Swap each "indicate" in the items below for "mark" and leave every other part of their wording as it is.

[start Given records]

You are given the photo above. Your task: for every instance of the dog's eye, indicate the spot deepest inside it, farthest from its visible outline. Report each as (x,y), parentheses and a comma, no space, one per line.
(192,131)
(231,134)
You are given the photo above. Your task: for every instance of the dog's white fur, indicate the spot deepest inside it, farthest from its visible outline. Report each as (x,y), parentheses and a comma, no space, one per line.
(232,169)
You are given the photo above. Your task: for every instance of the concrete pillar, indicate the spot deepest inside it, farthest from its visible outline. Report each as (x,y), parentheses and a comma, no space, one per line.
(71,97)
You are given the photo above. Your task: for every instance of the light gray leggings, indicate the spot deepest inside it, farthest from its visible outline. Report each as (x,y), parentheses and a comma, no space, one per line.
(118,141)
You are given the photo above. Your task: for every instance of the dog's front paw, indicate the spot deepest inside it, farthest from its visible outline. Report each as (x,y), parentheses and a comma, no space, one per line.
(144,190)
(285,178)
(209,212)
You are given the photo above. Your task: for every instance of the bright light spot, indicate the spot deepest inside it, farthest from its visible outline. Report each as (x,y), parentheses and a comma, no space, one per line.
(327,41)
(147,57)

[end Given records]

- **The response**:
You are given the photo above. Your task: for every instance of the dog's eye, mark the spot deepest inside it, farthest from its visible outline. Report each as (x,y), parentheses and a comma, no space, one per line.
(192,131)
(231,134)
You are given the photo above. Your task: for every instance of the dog's white fur, mark the spot deepest inside it, farthest from its visible outline. Report each as (x,y), parentheses and a comma, no space, one per line.
(232,169)
You are given the photo above. Your task: for every instance of the concrete pillar, mark the spot deepest inside it, farthest from its visible outline. Report each as (x,y), parentheses and a comma, no space, one per line.
(71,97)
You are given the photo above. Your task: for every instance of the light gray leggings, mark the spot deepest inside it, farthest from its visible outline. Report each as (x,y), parentheses and a comma, no space, one per line.
(118,141)
You are given the photo above. Your task: for every instance of the dog's front paw, mark the spot deepest inside it, farthest from its visible outline. Report each as (x,y), parentheses and a comma, no space, one per line.
(144,190)
(285,178)
(209,212)
You are given the photo above. Your task: for every instance of the bright light spot, mark the spot deepest inside it, farthest from its visible outline. Report each as (x,y), parentheses and a comma, no space, one per line.
(327,41)
(147,57)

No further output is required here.